## What is required
Continue the article about Jane's years of IVF and her search for an egg donor, picking up after its final sentence.

## Page text
══════════
An emotional journey

At the age of 38, Moe mother of three ‘Jane’ realised the pitfalls of her biological clock.

When her second husband wanted a child, Jane found herself searching for an egg donor, but not before hurtling down an emotionally traumatic path of disappointment and heartbreak.

Her fallopian tubes had “inexplicably” warped, preventing any chance of semen meeting embryo, while her eggs had lost their fertile qualities;.

After natural conception with her husband failed, Jane looked to in vitro fertilisation (IVF).

A number of years and “over $100,000” later, she fell pregnant in 2007, but lost the baby at seven weeks.

“To go through five years of IVF and finally get pregnant, then to lose it at seven weeks; it causes enormous emotional strain. I just wanted to crawl into bed and cry with my husband,” Jane said.

It was then she realised something was obviously wrong.

In 2010, a $10,000 egg quality test pinpointed one potentially fertile egg out of 25, which was fertilised through IVF.

Again, Jane miscarried a few weeks later.

“You’ve got this hope that is all of a sudden shattered; the emotional roller coaster was unbelievable,” Jane said.

“Nothing’s sure in life, but if you get excited and it all falls down; when you do that repeatedly, it completely drains you.”

It was after experts advised working with her own embryos was “pointless” and “money down the drain” that sourcing an egg donor was considered by the couple.

While it became apparent the decision to accept someone else’s embryo was inevitable, the journey was far from complete, and Jane quickly realised the complicated and emotional ramifications of bringing another woman into the equation.

“We really had to seriously look at how we were to go about it. You’ll see today some split families created by the emotional trauma of one family mixed in with another,” Jane said.

“For me, it’s an enormous gift from a donor, but that person needs to realise the child is yours; they have to look at it like its giving blood, and they can’t have those emotional ties.”

Unlike sperm donors, who have an extensive register, locating a suitable egg donor is more complicated, with some aspiring mothers resorting to newspaper ads and online forums to seek eggs.
══════════
(Stored items)
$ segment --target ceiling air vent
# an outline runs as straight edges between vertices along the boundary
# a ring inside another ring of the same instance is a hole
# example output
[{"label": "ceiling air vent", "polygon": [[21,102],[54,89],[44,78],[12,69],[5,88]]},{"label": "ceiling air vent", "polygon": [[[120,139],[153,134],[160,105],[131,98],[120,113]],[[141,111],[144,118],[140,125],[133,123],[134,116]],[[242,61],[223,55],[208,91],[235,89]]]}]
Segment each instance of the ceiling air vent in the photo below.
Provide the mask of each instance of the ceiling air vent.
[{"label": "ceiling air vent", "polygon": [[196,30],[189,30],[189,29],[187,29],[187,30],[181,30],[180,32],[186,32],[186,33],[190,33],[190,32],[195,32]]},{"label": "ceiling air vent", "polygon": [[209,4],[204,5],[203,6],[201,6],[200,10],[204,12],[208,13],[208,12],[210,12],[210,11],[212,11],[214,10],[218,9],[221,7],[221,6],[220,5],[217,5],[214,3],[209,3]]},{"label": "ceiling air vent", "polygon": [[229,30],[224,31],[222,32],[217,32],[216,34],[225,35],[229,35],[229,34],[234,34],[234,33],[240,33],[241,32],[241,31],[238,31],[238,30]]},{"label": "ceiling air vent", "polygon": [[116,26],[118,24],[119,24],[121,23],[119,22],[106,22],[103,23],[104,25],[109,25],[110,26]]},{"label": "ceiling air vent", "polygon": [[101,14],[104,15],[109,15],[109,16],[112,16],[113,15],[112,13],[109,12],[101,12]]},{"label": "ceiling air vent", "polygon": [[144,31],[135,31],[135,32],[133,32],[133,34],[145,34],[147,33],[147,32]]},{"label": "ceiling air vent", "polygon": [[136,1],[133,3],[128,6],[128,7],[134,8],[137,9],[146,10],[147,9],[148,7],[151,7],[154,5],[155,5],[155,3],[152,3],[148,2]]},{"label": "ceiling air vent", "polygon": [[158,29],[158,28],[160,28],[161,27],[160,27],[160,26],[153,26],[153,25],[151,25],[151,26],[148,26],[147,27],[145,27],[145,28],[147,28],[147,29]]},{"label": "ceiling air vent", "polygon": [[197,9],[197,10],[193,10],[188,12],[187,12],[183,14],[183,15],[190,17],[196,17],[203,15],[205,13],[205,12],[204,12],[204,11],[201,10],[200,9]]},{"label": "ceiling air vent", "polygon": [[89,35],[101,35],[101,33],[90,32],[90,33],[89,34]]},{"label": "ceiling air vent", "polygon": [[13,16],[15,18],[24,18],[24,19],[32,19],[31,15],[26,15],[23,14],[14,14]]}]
══════════
## Output of the exercise
Jane said while her ideal donor needed to be below the age of 35 and finished having their own children, it was paramount the donor understood her condition of emotional disengagement, which she recognised was a big commitment.

“For us it was integral the donor understood me on this, but you don’t know any of this until you actually talk to the person face-to-face,” she said.

However, this proved a large ask.

After exhausting a host of potential donors, some of who were not prepared to agree to complete disengagement, with Jane even considering an international donor at a cost of $50,000 to $100,000, she decided on “someone that was very close” to her.

“It’s a big commitment on her behalf, and I really wanted her to think about it; she’s had to go through counselling sessions and fertility tests for this,” Jane said.

“You don’t want to go into this blindly; it’s a big emotional commitment for everyone involved and we don’t want her saying ‘yes’ then changing her mind at the last minute.

“She wants to see it as a donation and just wants to be known as a ‘cousin’ to the baby, and we can work with that.”

After a number of failed attempts, the IVF through donation has taken hold, and the baby is due in seven weeks.

Apart from a urinary tract infection, and a bleed during the first six weeks, Jane’s pregnancy has gone without incident.

“I’m still nervous every single day; I don’t think I’ll actually rest until I’ve got the baby in my hands,” Jane said.

“It’s been a can of worms; there’s just so much red tape and emotional trauma the recipient and donor have to go through.

“And once you’ve dealt with all your own emotions to personally accept you need a donor, it’s the emotional drama of having access and trying to find people to donate; it’s painstaking and personal stuff.”

But Jane wouldn’t change the journey for a second.

“If we didn’t go down this path, my husband wouldn’t have this precious gift,” she said.